* _Instrução dada 1_:
No excerto sobre o ataque a Binta, a que horas começou aproximadamente a flagelação do Estacionamento?

* _Excerto_:
1. O nosso Camarada José Eduardo Reis de Oliveira (JERO), foi Fur Mil da CCAÇ 675 (Binta, 1964/65), enviou-nos a sua 19ª história, com data de 25 de Outubro de 2009:
UM DIA CALHA A TODOS: - O PARVO DE SERVIÇO FOI O ENFERMEIRO!
BINTA, 13 de Setembro de 1964
«No dia 13, domingo, içar da bandeira e uma manhã calma para escrever à família. À tarde, um desafio de futebol para “desenferrujar”os músculos – a semana tinha sido de trabalho duro, mas para dar uns pontapés na bola arranjam-se sempre 22 “artistas” –.
Depois da bola mais umas horas para uma sesta merecida. À noite, quase todo o pessoal se foi deitar cedo pois havia “trabalho” para as primeiras horas da manhã.
Mas houve “alguém” que quis proporcionar um final mais “animado” a esse domingo especial – fazia 4 meses que tínhamos chegado a terras da Guiné – e organizou uma “soirée”, embora um pouco tardia, que nos fez levantar a todos da cama.
Seriam umas 23:00 horas, quando, de várias direcções, o Estacionamento começou a ser flagelado com rajadas de pistola-metralhadora e espingarda.
A reacção das sentinelas foi rápida, principalmente do terceiro e quarto postos, e momentos depois todo o dispositivo de defesa estava organizado, embora houvesse, como é natural, à mistura com a surpresa, alguns momentos de precipitação principalmente dos elementos que se encontravam ainda a pé, escrevendo ou conversando.
Minutos depois”todo o mundo” desfrutava com muito mais à vontade a “sessão extraordinária” que o inimigo nos tinha vindo “dedicar”, possivelmente como represália à nossa acção em Santancoto e ninguém se dignava responder ao fogo inimigo que, passado o rompante inicial, nos ia flagelando com tiros de pistola isolados.
O ”espectáculo” durou até cerca da 1h30, terminando com o incêndio de algumas moranças abandonadas a cerca de 1 km de Binta, que o inimigo houve por bem destruir para assinalar a sua retirada.

* _Excertos de dados_:
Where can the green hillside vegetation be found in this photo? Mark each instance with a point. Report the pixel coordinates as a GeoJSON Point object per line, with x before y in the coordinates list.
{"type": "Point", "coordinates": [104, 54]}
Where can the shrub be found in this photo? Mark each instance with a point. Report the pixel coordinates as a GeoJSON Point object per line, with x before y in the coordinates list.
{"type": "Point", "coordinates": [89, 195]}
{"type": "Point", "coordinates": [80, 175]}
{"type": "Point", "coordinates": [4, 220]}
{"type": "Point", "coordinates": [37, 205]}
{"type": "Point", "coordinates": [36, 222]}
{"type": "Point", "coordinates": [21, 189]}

* _Instrução dada 2_:
Devolva, sem qualquer alteração, o trecho das linhas que vai desde a que contém "Where can the shrub" até ao fim das linhas, incluindo ambas as extremidades.

* _Solução resolvida 1_:
Por volta das 23:00 horas.

* _Solução resolvida 2_:
Where can the shrub be found in this photo? Mark each instance with a point. Report the pixel coordinates as a GeoJSON Point object per line, with x before y in the coordinates list.
{"type": "Point", "coordinates": [89, 195]}
{"type": "Point", "coordinates": [80, 175]}
{"type": "Point", "coordinates": [4, 220]}
{"type": "Point", "coordinates": [37, 205]}
{"type": "Point", "coordinates": [36, 222]}
{"type": "Point", "coordinates": [21, 189]}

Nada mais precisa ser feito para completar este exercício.